Zeige jede Zeile des folgenden Materials, in der die Zeichenfolge „positive“ vorkommt. Dabei ist die Groß- und Kleinschreibung zu beachten.
══ Daten
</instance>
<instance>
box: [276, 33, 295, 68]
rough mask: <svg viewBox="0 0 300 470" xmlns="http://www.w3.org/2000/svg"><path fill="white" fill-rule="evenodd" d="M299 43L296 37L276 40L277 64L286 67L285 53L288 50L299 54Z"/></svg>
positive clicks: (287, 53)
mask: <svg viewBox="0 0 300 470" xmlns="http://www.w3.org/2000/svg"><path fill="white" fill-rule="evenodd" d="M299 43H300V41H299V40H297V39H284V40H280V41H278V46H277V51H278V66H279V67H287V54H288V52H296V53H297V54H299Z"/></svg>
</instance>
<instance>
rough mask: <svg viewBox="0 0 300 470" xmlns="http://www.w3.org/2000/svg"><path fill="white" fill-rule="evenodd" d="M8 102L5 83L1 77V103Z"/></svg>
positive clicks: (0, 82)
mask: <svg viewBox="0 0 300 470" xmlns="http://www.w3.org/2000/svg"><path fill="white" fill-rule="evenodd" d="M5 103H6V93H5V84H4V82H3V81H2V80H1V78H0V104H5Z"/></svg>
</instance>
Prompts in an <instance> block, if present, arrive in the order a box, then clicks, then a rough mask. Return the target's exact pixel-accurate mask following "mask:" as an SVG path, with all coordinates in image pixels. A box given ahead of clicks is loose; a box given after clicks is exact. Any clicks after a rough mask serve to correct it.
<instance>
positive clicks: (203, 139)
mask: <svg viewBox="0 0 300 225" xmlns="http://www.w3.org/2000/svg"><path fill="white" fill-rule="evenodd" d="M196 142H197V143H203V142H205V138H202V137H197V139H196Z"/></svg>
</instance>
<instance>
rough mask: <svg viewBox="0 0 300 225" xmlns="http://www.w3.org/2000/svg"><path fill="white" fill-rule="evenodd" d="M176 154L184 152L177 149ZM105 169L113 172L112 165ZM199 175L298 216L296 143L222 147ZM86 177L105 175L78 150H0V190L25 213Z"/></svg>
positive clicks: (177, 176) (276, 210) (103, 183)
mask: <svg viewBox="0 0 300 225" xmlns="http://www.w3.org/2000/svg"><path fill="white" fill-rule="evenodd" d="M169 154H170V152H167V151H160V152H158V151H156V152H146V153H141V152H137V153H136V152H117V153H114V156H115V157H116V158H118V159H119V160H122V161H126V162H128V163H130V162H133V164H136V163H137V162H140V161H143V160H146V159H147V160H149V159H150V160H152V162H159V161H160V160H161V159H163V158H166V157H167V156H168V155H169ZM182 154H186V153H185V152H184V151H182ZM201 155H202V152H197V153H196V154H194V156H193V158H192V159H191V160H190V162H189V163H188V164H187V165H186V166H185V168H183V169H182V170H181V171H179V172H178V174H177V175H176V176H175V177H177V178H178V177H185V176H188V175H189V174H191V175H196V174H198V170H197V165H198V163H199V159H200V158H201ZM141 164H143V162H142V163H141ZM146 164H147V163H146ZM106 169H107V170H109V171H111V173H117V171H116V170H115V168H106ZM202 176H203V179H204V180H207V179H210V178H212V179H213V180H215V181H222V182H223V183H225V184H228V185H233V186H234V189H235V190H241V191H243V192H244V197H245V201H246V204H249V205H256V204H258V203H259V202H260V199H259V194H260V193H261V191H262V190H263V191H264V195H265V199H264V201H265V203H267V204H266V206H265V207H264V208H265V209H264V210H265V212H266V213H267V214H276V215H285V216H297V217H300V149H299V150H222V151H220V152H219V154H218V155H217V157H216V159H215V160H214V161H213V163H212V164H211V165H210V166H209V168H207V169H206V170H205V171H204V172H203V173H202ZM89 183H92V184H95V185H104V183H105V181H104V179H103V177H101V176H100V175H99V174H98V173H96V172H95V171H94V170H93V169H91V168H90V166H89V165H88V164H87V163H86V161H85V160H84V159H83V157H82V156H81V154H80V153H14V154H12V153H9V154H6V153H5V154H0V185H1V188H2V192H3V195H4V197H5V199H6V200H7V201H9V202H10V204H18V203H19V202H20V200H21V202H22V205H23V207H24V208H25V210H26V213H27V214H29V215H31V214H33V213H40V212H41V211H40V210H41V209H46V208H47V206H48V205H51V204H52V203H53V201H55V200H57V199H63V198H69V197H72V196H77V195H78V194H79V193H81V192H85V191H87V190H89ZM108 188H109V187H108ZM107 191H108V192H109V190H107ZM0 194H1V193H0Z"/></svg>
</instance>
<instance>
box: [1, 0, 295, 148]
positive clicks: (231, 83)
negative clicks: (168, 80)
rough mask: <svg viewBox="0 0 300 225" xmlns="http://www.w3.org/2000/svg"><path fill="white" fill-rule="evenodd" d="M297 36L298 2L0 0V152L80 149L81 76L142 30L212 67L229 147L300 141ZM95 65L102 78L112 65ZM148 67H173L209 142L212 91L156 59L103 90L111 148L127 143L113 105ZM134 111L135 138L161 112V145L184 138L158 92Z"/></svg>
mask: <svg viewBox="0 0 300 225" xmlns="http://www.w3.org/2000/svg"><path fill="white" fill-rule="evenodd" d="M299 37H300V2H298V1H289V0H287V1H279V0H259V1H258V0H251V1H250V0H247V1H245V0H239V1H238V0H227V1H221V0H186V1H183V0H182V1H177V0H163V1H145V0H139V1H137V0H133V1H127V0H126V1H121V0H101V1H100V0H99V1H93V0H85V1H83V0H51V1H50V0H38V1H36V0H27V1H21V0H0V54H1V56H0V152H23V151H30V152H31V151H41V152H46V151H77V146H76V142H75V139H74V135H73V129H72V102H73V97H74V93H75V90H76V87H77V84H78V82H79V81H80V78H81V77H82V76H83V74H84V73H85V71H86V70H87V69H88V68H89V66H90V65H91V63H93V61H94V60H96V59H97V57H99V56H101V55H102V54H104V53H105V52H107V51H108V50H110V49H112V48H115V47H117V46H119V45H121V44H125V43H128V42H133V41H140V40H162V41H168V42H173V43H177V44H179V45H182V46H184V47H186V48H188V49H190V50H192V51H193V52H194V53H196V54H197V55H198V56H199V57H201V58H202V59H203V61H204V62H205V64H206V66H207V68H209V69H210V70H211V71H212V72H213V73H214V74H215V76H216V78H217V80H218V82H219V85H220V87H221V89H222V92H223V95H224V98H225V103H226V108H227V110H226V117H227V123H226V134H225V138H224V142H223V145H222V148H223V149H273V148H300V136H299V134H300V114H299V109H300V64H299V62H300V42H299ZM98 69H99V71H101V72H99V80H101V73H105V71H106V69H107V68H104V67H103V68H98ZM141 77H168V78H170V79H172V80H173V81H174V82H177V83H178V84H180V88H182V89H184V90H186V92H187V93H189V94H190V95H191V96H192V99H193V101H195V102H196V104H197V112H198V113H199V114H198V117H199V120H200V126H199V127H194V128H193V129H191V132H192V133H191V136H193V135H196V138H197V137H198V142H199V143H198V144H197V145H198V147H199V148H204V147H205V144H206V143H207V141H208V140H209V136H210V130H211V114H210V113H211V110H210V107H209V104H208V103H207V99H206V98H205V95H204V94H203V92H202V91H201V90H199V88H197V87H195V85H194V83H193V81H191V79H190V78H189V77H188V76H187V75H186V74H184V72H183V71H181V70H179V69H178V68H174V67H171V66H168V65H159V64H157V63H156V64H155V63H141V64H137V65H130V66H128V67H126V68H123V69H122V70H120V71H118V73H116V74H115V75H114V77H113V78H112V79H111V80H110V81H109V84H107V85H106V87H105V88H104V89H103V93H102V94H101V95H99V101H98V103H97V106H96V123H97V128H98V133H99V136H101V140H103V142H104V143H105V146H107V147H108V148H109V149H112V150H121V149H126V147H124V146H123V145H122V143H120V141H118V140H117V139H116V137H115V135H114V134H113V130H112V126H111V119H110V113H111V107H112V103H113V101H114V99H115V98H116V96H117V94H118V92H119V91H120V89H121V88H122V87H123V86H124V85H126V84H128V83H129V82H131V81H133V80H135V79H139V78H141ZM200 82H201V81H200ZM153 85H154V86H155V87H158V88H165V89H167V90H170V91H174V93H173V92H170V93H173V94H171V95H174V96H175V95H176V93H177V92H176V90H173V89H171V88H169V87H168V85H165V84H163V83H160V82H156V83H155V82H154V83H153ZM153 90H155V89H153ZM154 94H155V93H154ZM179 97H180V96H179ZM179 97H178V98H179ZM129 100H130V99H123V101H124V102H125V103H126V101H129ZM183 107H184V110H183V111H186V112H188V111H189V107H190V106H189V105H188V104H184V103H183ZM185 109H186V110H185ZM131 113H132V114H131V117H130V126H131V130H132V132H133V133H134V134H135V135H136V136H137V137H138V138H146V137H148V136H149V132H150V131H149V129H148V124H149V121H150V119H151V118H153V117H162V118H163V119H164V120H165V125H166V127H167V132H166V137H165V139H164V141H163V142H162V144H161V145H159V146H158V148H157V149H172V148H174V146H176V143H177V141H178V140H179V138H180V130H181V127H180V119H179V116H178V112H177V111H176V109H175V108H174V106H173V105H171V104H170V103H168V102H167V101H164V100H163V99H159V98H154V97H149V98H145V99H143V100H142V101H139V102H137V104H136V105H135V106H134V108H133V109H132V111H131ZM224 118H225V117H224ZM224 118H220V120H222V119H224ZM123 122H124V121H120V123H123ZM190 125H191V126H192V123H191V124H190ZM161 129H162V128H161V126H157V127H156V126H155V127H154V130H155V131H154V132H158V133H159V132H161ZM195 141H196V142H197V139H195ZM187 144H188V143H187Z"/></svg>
════
■ Schriftliche Lösung
positive clicks: (287, 53)
positive clicks: (0, 82)
positive clicks: (203, 139)
positive clicks: (177, 176) (276, 210) (103, 183)
positive clicks: (231, 83)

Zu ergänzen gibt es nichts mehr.